▶ Task
Below are some entries; can you quote all of them exactly?

— Start of Data provided —

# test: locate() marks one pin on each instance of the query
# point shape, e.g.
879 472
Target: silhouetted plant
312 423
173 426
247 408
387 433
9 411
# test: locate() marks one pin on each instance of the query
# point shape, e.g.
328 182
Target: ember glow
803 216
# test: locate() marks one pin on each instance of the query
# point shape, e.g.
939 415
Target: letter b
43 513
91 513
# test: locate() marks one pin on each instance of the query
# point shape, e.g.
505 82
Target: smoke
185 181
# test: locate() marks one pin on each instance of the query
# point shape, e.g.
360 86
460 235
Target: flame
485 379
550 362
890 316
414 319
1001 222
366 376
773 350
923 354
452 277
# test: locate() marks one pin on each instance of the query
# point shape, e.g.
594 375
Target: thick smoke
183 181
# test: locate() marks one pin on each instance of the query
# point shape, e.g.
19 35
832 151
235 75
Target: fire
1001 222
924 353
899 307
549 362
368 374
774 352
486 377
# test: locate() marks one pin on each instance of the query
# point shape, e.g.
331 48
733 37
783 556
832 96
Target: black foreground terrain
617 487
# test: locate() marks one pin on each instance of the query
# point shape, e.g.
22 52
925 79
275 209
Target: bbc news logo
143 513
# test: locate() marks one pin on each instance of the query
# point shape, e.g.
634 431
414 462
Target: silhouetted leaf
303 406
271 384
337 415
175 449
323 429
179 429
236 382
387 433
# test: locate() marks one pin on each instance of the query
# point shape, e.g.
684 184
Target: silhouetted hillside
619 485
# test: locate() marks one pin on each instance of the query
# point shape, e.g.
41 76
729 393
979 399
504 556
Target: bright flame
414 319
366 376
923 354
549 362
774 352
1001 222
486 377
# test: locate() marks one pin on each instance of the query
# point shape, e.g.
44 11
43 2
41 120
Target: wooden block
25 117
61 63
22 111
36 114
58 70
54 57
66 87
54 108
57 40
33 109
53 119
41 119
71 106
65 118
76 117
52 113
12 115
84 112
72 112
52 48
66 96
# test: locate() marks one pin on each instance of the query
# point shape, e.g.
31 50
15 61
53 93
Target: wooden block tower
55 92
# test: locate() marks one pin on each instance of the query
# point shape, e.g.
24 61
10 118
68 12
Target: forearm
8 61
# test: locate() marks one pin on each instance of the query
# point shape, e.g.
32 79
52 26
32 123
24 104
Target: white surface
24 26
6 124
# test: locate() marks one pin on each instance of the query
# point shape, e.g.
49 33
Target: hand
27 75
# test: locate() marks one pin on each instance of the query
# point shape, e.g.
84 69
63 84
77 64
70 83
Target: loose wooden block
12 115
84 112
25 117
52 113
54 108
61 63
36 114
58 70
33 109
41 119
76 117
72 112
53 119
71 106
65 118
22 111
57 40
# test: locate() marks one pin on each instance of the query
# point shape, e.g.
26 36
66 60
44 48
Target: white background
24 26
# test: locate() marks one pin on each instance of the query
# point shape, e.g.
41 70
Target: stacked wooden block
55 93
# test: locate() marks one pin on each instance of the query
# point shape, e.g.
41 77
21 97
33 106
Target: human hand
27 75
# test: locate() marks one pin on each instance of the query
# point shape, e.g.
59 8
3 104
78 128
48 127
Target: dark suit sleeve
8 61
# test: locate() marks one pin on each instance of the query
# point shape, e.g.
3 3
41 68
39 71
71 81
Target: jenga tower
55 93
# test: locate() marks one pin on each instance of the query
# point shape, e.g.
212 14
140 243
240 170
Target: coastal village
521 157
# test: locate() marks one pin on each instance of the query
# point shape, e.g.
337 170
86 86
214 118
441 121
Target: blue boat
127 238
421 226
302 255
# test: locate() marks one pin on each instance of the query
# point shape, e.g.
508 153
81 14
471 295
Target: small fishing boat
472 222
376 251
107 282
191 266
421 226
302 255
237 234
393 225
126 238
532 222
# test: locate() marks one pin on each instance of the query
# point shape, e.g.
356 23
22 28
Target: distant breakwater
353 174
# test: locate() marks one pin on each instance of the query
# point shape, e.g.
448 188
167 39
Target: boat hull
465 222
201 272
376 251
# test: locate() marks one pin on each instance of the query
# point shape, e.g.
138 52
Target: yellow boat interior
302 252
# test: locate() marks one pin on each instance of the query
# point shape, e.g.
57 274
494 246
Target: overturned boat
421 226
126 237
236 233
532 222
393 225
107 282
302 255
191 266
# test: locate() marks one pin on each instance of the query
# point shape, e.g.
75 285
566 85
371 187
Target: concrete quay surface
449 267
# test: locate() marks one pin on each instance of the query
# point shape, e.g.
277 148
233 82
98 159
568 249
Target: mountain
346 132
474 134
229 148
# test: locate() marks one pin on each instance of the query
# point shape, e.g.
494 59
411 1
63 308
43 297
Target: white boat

— End of Data provided —

▶ Written reply
# test: locate() marks one pin on each instance of the query
# point shape, e.g.
879 472
Target: silhouetted plant
312 423
173 426
247 408
387 433
9 411
# test: locate() marks one pin on each instance of the query
# point shape, e.g.
328 182
Target: ember glow
803 216
# test: locate() marks one pin on each instance of the query
# point shape, e.g.
939 415
Target: letter b
43 513
91 513
# test: locate() marks one pin on each instance of the query
# point shape, e.g.
505 82
Target: smoke
185 181
# test: locate() marks one pin on each instance of the query
# point shape, e.g.
360 86
460 235
Target: flame
485 379
550 362
890 316
414 319
1001 222
366 376
773 350
923 354
452 277
# test: locate() marks one pin on each instance of the query
# point shape, e.g.
594 375
Target: thick smoke
183 181
# test: locate() marks one pin on each instance of the query
# point shape, e.g.
19 35
832 151
235 75
Target: fire
1001 222
924 353
899 307
549 362
368 374
774 352
486 377
# test: locate() marks one pin on each instance of the query
# point shape, e.g.
331 48
733 37
783 556
832 96
Target: black foreground terrain
617 487
# test: locate() marks one pin on each instance of the query
# point shape, e.g.
22 52
925 79
275 209
Target: bbc news logo
143 513
# test: locate() marks one pin on each instance of the query
# point shape, e.g.
634 431
414 462
Target: silhouetted leaf
303 406
271 384
337 415
175 449
323 429
179 429
236 382
387 433
# test: locate() marks one pin on each instance of the query
# point shape, e.g.
684 184
Target: silhouetted hillside
619 485
# test: locate() marks one pin on each instance of the query
# point shape, e.g.
41 76
729 393
979 399
504 556
Target: bright flame
414 319
366 376
923 354
549 362
774 352
1001 222
486 377
# test: locate() marks one pin on each instance of the query
# point shape, e.g.
44 11
43 2
41 120
Target: wooden block
25 117
61 63
22 111
36 114
58 70
54 57
66 87
54 108
57 40
33 109
53 119
41 119
71 106
65 118
76 117
52 113
12 115
84 112
72 112
52 48
66 96
# test: locate() marks one pin on each instance of the query
# point shape, e.g.
31 50
15 61
53 93
Target: wooden block tower
55 92
# test: locate() marks one pin on each instance of the query
# point shape, e.g.
24 61
10 118
68 12
Target: forearm
8 61
# test: locate() marks one pin on each instance of the query
# point shape, e.g.
32 79
52 26
32 123
24 104
Target: white surface
24 26
6 124
# test: locate() marks one pin on each instance of the query
# point shape, e.g.
49 33
Target: hand
27 75
# test: locate() marks one pin on each instance of the query
# point shape, e.g.
84 69
63 84
77 64
70 83
Target: loose wooden block
12 115
84 112
25 117
52 113
54 108
61 63
36 114
58 70
33 109
41 119
76 117
72 112
53 119
71 106
65 118
22 111
57 40
# test: locate() marks one pin on each instance of the query
# point shape, e.g.
26 36
66 60
44 48
Target: white background
24 26
# test: locate() marks one pin on each instance of the query
# point shape, e.g.
41 70
Target: stacked wooden block
55 93
# test: locate() marks one pin on each instance of the query
# point shape, e.g.
41 77
21 97
33 106
Target: human hand
27 75
# test: locate() marks one pin on each instance of the query
# point shape, e.g.
59 8
3 104
78 128
48 127
Target: dark suit sleeve
8 61
# test: locate() marks one pin on each instance of the query
# point shape, e.g.
3 3
41 68
39 71
71 81
Target: jenga tower
55 93
# test: locate() marks one pin on each instance of the query
# point shape, e.g.
212 14
140 243
240 170
Target: coastal village
521 157
# test: locate() marks one pin on each instance of the query
# point shape, e.g.
337 170
86 86
214 118
441 121
Target: blue boat
127 238
421 226
302 255
# test: locate() marks one pin on each instance of the query
# point shape, e.g.
508 153
81 14
471 295
Target: small fishing boat
472 222
376 251
107 282
191 266
421 226
302 255
237 234
393 225
126 238
532 222
# test: locate() marks one pin on each instance of the query
# point shape, e.g.
356 23
22 28
Target: distant breakwater
353 174
# test: locate() marks one pin on each instance of the query
# point shape, e.g.
448 188
167 39
Target: boat hull
465 222
201 272
376 251
# test: locate() marks one pin on each instance of the query
# point shape, e.g.
138 52
Target: yellow boat interior
302 252
# test: locate() marks one pin on each instance of the query
# point shape, e.g.
57 274
494 246
Target: overturned boat
421 226
126 237
236 233
532 222
393 225
107 282
302 255
191 266
# test: locate() marks one pin on each instance of the query
# point shape, e.g.
75 285
566 85
371 187
Target: concrete quay surface
449 267
# test: locate() marks one pin on each instance of the query
# point shape, e.g.
277 148
233 82
98 159
568 249
Target: mountain
346 132
474 134
229 148
# test: locate() marks one pin on each instance of the query
# point shape, e.g.
494 59
411 1
63 308
43 297
Target: white boat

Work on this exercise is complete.